# [FRAGMENTO]
El hecho de que se comparta el mismo camino etimológico desde la raíz indoeuropea -ar (hacer actuar, ordenar) hacia los términos «aritmética» y «rito», da una pista interesante acerca de una definición de lo que es el rito para el ser humano. Es orden. Más precisamente una metáfora del orden. ¿Y por qué necesitamos -en las ocasiones rituales- una metáfora del orden y no, sencillamente, un cierto orden dado? Es debido a que no podemos ser conscientes del orden al cual el rito refiere.
El rito es al Orden como el Símbolo lo es al Todo. Dijimos en El símbolo: «...el mundo puede sernos caótico y arbitrario, pero una vez elevados más allá de nuestra identidad, se torna siempre maleable y, aunque no armonice con nuestros deseos egóticos, comienza a eliminar conflictos, tragedias internas, abriéndose a una evolución natural, espontánea». El problema está en nuestra capacidad limitada de alcanzar «niveles más allá de nuestra identidad». Se los alcanza en muy determinadas ocasiones: en el amar, en el arte o en la experiencia religiosa más profunda, mística. Pero se trata siempre de experiencias intransferibles: no podemos transferirle a otro las experiencias amorosas, artísticas o religiosas... y para eso es que tenemos que apelar a otros recursos cognitivos que excedan los límites de la razón y lo sensorial. Así, el monje persa Bodhidharma, en China, enseñaba acerca de la transmisión de la verdad -no del conocimiento- evitando hablar o escribir. En el cristianismo, por su lado, la hondura de la verdad necesita de palabras llenas de esa misma verdad que es silencio, tal como la Libertad requiere de la nada para poder ser (V. La Nada).

# [EJERCICIO 1]
Transcriba del fragmento sobre el rito el pasaje comprendido entre «El hecho de» y «el rito refiere.», ambos inclusive.
# [EJERCICIO 2]
Según el fragmento sobre el rito, ¿en qué ocasiones se alcanzan los niveles más allá de nuestra identidad?
Este material no guarda relación alguna con el fragmento.

# [DATOS PARA ANALIZAR]
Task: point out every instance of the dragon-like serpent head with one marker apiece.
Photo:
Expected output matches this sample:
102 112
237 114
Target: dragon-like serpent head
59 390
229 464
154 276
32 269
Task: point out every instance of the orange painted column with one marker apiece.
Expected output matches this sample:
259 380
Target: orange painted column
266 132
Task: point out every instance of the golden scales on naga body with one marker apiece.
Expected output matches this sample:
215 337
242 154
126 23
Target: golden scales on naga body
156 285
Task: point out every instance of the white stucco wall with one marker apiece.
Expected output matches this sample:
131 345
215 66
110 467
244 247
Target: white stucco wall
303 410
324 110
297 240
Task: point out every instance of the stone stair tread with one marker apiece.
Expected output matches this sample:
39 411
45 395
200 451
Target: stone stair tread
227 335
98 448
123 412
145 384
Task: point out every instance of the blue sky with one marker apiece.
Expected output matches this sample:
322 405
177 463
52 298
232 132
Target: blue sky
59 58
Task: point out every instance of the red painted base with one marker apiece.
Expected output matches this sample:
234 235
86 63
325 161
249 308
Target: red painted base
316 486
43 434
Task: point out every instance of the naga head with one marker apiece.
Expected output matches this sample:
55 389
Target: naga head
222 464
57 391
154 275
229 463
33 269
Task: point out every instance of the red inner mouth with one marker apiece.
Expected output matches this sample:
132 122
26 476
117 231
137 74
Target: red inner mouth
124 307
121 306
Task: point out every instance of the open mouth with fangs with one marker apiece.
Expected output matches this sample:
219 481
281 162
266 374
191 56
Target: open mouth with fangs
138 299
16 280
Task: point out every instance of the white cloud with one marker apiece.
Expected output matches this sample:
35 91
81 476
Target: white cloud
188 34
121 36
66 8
* * *
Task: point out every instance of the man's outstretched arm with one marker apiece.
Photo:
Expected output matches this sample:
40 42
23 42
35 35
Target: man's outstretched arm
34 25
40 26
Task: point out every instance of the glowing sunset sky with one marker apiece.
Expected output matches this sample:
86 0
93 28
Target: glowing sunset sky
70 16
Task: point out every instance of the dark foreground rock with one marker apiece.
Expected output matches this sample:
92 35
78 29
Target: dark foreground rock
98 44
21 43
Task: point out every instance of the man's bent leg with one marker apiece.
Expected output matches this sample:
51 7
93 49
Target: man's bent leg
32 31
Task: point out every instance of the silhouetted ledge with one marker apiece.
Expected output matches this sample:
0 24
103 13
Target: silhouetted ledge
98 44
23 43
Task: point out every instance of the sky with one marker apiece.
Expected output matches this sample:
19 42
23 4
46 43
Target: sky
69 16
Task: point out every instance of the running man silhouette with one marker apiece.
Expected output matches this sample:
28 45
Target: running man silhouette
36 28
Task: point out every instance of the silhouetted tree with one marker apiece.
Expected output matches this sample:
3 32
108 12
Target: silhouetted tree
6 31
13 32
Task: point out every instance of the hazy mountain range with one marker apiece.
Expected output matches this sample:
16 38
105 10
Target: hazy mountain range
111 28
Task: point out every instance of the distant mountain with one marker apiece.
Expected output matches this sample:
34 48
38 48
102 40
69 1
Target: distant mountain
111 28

# [RESPUESTA FINAL 1]
El hecho de que se comparta el mismo camino etimológico desde la raíz indoeuropea -ar (hacer actuar, ordenar) hacia los términos «aritmética» y «rito», da una pista interesante acerca de una definición de lo que es el rito para el ser humano. Es orden. Más precisamente una metáfora del orden. ¿Y por qué necesitamos -en las ocasiones rituales- una metáfora del orden y no, sencillamente, un cierto orden dado? Es debido a que no podemos ser conscientes del orden al cual el rito refiere.

# [RESPUESTA FINAL 2]
En el amar, en el arte o en la experiencia religiosa más profunda, mística.